---- Extracted entries

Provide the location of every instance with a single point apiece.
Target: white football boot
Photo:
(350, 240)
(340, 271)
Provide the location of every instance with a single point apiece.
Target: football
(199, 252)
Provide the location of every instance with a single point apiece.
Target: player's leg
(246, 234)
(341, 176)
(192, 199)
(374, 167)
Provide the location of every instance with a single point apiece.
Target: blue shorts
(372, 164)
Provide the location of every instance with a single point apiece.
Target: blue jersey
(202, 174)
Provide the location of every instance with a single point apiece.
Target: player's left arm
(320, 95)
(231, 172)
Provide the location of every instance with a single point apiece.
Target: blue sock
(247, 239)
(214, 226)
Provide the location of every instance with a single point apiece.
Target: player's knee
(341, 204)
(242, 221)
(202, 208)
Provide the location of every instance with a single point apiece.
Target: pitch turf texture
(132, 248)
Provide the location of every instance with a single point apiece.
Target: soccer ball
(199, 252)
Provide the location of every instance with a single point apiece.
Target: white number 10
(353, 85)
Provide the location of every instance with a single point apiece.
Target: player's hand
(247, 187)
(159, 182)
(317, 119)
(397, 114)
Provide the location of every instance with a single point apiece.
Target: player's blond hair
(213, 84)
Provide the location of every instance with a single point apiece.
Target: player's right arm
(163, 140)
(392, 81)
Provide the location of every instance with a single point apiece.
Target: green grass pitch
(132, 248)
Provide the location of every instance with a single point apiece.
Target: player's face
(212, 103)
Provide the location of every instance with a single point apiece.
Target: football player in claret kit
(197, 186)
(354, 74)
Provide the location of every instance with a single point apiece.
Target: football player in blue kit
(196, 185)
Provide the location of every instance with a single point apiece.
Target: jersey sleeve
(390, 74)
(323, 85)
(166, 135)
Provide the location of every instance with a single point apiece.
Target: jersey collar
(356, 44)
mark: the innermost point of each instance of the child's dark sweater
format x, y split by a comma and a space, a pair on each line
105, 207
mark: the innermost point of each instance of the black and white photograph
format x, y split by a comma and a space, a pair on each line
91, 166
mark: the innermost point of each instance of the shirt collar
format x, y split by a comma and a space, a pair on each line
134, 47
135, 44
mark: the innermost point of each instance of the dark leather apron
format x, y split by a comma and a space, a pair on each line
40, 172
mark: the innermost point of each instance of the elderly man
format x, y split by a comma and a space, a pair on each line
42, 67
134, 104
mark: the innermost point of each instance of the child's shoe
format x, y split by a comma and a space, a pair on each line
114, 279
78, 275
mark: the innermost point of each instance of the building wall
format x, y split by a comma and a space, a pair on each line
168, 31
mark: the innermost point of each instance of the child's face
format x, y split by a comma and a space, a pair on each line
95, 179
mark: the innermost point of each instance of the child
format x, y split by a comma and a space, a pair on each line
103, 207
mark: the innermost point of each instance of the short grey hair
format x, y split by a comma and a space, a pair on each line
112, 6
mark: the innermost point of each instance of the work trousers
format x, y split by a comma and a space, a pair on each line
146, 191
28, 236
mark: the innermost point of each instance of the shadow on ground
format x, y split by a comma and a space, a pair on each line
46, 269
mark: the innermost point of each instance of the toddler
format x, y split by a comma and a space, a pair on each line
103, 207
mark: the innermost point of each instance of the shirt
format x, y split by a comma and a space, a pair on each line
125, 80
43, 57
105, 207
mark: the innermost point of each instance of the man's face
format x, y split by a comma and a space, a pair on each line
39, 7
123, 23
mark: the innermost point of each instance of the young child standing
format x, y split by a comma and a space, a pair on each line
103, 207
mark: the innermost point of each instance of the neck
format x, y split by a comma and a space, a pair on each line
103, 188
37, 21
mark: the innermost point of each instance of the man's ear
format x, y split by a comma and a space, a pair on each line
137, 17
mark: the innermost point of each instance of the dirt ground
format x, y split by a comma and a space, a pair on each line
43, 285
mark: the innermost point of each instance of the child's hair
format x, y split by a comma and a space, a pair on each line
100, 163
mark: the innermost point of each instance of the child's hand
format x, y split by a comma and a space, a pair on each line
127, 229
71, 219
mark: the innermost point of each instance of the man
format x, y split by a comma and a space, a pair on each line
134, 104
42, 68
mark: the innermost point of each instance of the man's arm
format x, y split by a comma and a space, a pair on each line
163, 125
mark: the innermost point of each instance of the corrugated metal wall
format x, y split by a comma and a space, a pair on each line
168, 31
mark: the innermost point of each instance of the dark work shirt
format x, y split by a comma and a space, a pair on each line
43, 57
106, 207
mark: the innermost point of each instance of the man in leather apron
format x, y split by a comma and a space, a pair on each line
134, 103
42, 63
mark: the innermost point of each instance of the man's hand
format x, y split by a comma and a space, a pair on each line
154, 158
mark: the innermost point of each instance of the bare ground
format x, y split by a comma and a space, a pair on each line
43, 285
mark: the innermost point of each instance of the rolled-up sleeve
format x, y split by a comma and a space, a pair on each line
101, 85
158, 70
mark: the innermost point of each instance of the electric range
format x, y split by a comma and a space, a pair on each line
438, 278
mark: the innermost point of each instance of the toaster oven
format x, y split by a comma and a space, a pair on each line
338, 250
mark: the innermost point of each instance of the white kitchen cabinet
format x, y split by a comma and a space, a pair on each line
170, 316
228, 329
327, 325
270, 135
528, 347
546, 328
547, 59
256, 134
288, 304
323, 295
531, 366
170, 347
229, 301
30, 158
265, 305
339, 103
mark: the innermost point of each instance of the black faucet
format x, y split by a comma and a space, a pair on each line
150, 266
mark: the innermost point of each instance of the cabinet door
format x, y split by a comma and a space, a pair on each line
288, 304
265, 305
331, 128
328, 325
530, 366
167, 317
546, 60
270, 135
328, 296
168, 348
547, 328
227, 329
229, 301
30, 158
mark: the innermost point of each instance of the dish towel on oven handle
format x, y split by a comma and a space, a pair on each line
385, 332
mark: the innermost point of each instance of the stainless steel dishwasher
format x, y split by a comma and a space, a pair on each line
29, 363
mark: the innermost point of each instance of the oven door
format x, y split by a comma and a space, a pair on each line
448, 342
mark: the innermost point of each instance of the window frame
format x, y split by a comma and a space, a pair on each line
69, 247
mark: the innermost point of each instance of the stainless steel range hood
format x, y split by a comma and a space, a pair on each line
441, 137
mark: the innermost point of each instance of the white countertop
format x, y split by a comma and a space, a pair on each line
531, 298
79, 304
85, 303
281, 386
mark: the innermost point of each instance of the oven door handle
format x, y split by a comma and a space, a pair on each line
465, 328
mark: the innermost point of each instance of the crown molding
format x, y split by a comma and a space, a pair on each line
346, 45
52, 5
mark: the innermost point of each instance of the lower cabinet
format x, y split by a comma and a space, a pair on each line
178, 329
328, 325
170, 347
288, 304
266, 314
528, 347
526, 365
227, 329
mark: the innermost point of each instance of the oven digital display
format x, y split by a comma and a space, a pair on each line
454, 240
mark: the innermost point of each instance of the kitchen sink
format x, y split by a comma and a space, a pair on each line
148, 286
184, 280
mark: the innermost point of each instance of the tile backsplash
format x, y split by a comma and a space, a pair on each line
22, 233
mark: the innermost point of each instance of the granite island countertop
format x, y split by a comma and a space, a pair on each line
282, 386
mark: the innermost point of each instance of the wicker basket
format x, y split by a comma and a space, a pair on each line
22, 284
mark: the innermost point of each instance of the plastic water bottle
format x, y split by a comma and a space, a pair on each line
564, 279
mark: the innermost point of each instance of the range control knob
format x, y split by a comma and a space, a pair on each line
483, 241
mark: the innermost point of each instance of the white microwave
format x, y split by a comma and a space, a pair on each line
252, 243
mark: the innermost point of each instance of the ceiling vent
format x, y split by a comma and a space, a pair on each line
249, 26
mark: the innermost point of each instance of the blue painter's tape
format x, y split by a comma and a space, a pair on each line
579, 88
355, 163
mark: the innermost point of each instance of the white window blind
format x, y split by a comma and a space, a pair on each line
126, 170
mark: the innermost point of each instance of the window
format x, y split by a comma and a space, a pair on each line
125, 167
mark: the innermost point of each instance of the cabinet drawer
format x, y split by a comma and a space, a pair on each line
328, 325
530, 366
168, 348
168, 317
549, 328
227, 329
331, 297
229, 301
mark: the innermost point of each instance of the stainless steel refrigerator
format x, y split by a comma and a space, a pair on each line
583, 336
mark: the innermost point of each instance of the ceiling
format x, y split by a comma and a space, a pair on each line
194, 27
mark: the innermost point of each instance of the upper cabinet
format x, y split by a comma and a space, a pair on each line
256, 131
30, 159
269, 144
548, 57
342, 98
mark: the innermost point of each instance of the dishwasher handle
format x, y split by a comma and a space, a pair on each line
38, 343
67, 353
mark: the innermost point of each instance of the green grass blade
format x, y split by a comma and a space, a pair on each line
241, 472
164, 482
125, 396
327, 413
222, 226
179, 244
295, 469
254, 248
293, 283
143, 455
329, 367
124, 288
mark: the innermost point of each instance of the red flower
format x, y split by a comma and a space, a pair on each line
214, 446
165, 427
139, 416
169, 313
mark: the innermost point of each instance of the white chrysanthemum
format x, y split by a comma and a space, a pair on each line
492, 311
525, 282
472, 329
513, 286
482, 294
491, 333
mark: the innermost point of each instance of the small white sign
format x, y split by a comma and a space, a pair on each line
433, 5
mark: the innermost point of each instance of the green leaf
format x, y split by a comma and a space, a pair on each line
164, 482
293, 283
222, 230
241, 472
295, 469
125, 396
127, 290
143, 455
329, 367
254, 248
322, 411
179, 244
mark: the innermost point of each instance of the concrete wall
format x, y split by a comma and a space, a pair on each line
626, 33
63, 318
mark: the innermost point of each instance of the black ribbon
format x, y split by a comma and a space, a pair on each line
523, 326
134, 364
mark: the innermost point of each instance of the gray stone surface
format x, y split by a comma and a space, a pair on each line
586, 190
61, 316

--------

Instructions for the task: In the listing above, find each line where "kitchen" occurs and copy it.

Response to the exercise:
mark: the innermost point of each instance of the white kitchen cabinet
mark: the innermost point of each instance of the kitchen sink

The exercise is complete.